### WRITTEN INSTRUCTION A
The post on Google Groups URLs names two ways of explaining the URL controls. What does it say each way is better for?

### DOCUMENT
-- BEGIN --

Especially with the newer extended archive, I've seen a lot of questions
about what all the bits of the URL do and how one can intelligently trim
it to (hopefully) fit on one line. I've been playing around with this for
a while, and can do this on my own.
Here's my first stab at sharing this knowledge widely:
GOOGLE GROUP URLS:
The URL always begins with
and then is followed by numerous short segments (controls) concatenated by &'s
There are two ways of explaining these controls:
a) by control, better to help you read & dissect URLs
b) by function, better to help you build your own URLs
as_drrb a toggle for searches by date
as_epq way of querying for an exact phrase
as_eq way of excluding words (Boolean NOT) in a query
as_maxd for searches between two dates, the end day-of-the-month
as_maxm for searches between two dates, the end month number
as_maxy for searches between two dates, the end year
as_mind for searches between two dates, the start day-of-the-month
as_minm for searches between two dates, the start month number
as_miny for searches between two dates, the start year
as_oq way of querying for optional words (Boolean OR)
as_q way of querying for required words (Boolean AND)

-- END --

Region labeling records
-- BEGIN --

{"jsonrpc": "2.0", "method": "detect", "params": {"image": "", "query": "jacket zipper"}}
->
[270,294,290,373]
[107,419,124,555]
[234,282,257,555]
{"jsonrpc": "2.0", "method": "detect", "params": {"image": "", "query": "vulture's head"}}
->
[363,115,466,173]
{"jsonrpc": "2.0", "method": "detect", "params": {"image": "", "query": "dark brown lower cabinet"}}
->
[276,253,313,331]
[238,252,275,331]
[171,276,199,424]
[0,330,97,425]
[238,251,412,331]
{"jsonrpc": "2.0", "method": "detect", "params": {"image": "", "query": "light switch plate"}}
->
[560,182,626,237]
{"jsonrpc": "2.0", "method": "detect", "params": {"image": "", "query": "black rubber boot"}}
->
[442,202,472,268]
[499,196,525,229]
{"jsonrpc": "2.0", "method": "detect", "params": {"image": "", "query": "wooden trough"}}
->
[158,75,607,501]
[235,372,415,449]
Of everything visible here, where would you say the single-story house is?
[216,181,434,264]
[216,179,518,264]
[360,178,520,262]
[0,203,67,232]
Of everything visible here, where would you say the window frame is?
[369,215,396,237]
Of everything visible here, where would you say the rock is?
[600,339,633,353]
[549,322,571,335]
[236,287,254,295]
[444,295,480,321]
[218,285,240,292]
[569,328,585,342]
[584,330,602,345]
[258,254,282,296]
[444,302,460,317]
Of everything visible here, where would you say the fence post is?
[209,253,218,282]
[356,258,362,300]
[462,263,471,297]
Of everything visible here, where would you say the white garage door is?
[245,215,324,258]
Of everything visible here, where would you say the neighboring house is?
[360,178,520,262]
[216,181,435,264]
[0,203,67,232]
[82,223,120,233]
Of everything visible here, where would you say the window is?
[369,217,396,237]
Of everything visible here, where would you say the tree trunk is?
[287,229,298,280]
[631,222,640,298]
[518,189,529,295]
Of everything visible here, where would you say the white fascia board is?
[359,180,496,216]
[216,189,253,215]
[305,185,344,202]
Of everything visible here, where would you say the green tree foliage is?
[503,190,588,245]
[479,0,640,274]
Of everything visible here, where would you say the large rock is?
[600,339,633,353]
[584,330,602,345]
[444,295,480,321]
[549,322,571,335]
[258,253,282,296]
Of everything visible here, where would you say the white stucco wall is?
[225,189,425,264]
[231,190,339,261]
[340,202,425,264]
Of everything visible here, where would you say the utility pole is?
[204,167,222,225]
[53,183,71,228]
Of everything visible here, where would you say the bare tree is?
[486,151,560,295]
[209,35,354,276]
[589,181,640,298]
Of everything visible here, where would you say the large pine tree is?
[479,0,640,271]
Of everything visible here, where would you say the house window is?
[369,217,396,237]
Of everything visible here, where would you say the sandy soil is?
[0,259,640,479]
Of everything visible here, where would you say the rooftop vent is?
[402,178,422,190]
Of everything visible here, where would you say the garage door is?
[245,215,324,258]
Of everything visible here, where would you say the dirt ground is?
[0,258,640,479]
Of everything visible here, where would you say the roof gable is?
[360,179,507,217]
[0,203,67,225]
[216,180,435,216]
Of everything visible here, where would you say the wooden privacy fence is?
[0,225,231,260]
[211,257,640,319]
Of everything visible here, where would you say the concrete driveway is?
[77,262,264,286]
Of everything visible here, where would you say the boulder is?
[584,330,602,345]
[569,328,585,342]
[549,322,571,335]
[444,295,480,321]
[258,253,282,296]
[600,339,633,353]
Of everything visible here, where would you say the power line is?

-- END --

### WRITTEN INSTRUCTION B
Rewrite the records starting at the line containing "Of everything visible here, where would you say the boulder" and ending at the last line of the records, requests included. Increase every bounding-box coordinate by 39.

### TASK RESPONSE A
Explaining the controls one control at a time is better for reading and dissecting URLs. Explaining them by function is better for building your own URLs.

### TASK RESPONSE B
Of everything visible here, where would you say the boulder is?
[623,369,641,384]
[608,367,624,381]
[588,361,610,374]
[483,334,519,360]
[297,292,321,335]
[639,378,672,392]
Of everything visible here, where would you say the power line is?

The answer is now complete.